|© UNICEF Guinea-Bissau/ 2007|
|Women lining up to be vaccinated in Cantubel.|
By Sylvana Nzirorera
CANTUBEL, Guinea-Bissau, 31 August 2007 – In June 2007, UNICEF launched a national anti-tetanus campaign in Guinea-Bissau. Over 330,000 women of child-bearing age will be reached in three rounds of vaccinations. Many of them have never had a chance to receive a vaccine.
Nafi, 20, is seven months pregnant. She came to Cantubel for the vaccine because she hopes this will help her baby.
“A year ago, I lost my baby. He was a boy. He lived only for a day,” Nafi says. “This vaccine is a chance for me.”
Free mobile vaccinations
UNICEF fully funded this campaign by providing vaccine and training workers and supervisors. Free mobile vaccination teams reach women and children in their villages, preventing them from walking long distances.
The second round of vaccinations took place in July and was used to distribute Vitamin A supplementation and de-worming tablets to 85,000 children under five.
Encouraging pre-natal care
Fatoumata is a traditional midwife who assists between eight and twelve pregnant women in her neighbourhood per year. UNICEF has provided training for Fatoumata as well as many other traditional midwifes throughout the country.

◇ ◇ ◇ ◇ ◇ ◇ ◇

Required action A:
Answer these questions from the article on the anti-tetanus campaign in Guinea-Bissau:
(i) How many women of child-bearing age will the campaign reach?
(ii) How many months pregnant is Nafi?
(iii) How many children under five got Vitamin A supplementation and de-worming tablets in the second round?
Required action B:
List every person named in the article on the anti-tetanus campaign in Guinea-Bissau.
Required action C:
Carry on the article on the anti-tetanus campaign in Guinea-Bissau from its last sentence.

(Items listed in a dataset)
◇ ◇ ◇ ◇ ◇ ◇ ◇

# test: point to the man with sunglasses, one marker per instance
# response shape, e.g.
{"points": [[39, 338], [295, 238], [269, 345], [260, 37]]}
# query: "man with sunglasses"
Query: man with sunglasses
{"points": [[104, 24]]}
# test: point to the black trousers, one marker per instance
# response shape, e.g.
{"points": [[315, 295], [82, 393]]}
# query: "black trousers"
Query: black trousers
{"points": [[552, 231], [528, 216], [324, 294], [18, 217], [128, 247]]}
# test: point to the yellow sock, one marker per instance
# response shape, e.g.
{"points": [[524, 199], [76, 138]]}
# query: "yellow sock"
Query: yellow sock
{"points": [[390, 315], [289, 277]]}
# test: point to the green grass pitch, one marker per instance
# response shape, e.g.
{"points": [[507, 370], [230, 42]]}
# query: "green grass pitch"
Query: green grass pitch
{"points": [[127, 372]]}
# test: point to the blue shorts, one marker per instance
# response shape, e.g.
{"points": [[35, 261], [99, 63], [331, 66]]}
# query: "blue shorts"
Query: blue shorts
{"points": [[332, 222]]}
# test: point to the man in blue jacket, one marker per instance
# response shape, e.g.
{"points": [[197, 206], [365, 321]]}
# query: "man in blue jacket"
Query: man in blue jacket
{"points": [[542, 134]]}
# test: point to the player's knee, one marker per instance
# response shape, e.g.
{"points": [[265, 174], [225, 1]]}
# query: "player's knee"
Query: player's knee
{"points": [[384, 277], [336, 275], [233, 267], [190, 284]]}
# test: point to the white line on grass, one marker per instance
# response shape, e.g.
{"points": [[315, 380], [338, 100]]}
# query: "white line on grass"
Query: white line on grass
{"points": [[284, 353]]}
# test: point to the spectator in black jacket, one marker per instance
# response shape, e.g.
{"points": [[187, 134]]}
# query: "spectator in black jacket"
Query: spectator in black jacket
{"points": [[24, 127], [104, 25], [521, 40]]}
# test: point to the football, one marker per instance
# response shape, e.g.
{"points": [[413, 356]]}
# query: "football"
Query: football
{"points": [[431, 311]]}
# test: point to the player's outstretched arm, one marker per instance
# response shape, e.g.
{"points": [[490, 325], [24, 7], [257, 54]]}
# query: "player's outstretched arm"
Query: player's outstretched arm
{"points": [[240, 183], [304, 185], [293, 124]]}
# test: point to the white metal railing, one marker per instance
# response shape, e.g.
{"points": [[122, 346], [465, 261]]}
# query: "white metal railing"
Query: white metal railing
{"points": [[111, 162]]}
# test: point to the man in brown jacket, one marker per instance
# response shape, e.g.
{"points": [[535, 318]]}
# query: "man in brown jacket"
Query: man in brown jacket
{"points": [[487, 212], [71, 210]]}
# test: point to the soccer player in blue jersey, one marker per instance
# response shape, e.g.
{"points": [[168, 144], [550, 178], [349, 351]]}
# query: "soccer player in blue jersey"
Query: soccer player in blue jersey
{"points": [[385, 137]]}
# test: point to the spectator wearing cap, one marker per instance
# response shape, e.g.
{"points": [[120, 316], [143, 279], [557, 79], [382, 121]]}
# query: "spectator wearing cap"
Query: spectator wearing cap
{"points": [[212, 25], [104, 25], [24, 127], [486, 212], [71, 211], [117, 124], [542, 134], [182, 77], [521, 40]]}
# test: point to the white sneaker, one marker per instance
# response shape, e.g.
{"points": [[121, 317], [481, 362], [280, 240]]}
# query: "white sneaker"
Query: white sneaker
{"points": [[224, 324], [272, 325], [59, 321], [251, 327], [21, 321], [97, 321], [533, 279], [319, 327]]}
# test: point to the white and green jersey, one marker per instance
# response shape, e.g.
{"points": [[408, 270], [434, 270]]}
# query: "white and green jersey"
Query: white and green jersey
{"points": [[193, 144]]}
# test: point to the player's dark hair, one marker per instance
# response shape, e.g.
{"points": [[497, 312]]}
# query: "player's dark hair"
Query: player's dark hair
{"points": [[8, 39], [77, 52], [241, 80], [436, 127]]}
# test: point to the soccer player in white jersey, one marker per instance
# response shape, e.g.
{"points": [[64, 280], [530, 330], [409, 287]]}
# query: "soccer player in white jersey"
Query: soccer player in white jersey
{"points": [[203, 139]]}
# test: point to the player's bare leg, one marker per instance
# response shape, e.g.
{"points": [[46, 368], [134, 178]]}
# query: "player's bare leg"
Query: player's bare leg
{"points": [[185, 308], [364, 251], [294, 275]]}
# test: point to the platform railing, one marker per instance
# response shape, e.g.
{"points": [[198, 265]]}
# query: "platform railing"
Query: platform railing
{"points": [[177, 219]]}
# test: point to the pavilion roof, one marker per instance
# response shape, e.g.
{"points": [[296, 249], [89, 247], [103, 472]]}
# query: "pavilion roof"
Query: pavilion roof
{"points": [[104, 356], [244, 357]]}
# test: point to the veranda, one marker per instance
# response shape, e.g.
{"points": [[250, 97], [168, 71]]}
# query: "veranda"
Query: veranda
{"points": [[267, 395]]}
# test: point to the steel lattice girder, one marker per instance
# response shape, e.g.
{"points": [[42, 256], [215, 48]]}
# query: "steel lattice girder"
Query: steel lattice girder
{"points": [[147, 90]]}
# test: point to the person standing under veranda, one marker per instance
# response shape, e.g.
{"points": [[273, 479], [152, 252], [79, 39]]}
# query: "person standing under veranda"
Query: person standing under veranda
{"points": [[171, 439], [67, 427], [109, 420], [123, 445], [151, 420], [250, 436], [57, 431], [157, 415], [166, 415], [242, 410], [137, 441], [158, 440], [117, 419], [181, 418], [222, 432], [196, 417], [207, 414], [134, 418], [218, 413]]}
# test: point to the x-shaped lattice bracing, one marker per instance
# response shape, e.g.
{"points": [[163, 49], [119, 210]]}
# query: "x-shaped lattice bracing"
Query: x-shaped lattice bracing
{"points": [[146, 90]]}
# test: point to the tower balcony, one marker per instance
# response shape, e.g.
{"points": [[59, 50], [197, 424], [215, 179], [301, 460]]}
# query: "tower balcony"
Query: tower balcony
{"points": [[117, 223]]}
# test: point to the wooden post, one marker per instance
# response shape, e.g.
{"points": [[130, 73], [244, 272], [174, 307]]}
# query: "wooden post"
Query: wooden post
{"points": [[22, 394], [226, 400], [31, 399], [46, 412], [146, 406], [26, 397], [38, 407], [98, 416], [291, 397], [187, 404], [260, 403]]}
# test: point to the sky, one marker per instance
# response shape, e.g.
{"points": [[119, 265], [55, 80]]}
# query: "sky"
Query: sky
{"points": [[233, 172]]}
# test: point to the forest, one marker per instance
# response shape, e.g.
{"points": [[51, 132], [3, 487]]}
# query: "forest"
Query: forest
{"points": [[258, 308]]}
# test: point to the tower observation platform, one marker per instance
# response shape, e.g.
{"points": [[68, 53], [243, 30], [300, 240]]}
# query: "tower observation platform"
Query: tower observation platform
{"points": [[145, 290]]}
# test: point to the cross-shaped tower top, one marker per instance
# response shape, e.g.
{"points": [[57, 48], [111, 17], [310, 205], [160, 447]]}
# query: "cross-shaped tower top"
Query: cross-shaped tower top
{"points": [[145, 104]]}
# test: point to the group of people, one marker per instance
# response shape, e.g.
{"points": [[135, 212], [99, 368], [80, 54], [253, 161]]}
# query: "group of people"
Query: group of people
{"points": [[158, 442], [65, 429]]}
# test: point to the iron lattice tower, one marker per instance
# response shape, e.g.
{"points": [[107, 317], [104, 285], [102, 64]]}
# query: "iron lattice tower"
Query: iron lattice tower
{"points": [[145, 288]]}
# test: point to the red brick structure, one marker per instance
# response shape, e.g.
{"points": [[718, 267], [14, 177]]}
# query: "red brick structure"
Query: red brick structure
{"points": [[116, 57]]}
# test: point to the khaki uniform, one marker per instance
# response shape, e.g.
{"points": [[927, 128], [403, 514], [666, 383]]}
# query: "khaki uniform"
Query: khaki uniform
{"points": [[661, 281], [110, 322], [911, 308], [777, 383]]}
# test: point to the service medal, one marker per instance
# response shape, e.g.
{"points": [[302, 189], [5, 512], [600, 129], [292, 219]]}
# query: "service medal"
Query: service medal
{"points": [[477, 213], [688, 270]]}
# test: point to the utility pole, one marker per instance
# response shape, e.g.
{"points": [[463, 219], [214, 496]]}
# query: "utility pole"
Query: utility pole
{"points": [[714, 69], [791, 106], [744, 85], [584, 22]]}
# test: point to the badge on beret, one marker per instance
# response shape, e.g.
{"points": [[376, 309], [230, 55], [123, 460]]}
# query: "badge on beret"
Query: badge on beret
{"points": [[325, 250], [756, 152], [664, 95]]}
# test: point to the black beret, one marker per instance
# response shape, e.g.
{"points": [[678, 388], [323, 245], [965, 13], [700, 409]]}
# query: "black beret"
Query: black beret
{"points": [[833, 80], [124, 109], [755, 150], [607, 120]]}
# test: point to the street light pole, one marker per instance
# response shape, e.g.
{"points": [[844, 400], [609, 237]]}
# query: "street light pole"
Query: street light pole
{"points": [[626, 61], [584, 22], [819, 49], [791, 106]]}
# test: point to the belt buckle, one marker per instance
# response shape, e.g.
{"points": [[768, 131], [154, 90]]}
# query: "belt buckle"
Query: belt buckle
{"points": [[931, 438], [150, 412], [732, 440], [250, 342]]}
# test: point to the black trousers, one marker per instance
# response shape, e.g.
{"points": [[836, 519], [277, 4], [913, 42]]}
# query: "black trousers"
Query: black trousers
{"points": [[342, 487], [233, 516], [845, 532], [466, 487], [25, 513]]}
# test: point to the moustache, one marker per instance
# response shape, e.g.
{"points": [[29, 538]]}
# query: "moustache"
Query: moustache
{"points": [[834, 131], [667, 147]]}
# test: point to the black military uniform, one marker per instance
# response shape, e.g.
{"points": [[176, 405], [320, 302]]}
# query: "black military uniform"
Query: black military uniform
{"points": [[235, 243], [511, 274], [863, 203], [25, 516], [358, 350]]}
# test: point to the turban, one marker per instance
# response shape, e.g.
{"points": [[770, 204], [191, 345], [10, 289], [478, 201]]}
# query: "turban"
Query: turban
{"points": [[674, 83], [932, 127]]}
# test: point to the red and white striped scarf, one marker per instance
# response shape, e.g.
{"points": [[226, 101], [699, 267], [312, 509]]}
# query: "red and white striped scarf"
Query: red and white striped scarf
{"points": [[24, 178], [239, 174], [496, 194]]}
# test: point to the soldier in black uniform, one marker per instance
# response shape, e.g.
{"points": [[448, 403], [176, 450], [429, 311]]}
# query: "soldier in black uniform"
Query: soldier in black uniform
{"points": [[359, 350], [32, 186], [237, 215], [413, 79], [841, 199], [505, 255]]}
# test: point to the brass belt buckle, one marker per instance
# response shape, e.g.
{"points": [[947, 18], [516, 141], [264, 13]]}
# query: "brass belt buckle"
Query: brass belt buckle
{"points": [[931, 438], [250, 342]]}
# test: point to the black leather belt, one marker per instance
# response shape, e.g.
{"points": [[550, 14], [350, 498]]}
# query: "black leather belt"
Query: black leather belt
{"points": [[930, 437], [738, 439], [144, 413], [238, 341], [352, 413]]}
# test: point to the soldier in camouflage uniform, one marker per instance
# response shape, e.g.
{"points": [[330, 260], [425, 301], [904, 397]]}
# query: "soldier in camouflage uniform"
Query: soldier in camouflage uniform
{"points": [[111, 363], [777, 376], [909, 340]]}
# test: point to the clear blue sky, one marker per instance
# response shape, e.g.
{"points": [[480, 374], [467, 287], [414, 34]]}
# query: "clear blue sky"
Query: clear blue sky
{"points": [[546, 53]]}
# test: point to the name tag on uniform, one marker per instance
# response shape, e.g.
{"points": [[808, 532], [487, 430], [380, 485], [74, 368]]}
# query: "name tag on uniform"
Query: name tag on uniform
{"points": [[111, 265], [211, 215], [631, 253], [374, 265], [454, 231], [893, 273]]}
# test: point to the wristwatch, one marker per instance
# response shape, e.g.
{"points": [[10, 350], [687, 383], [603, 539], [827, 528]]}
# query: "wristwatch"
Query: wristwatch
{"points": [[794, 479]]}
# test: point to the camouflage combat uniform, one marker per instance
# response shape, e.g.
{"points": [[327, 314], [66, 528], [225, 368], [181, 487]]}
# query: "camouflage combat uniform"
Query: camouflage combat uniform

◇ ◇ ◇ ◇ ◇ ◇ ◇

Your response A:
(i) Over 330,000
(ii) Seven months
(iii) 85,000

Your response B:
Sylvana Nzirorera, Nafi, Fatoumata

Your response C:
“I am here to encourage women from my neighbourhood to take the vaccine,” Fatouma says. “I always try to have these mothers consult a doctor during their pregnancies. But it doesn’t work.”
Pregnant women often do not seek pre-natal care because they lack the money to do so. Others have to walk too far to reach health facilities and cannot afford transportation. The health centres are often lacking in resources and women are told to come back for iron or malaria pills because they are not available at the time of their visits.
“We have to go around a number of problems which prevent mothers and children from accessing health services they need,” says UNICEF Representative in Guinea-Bissau Jean Dricot.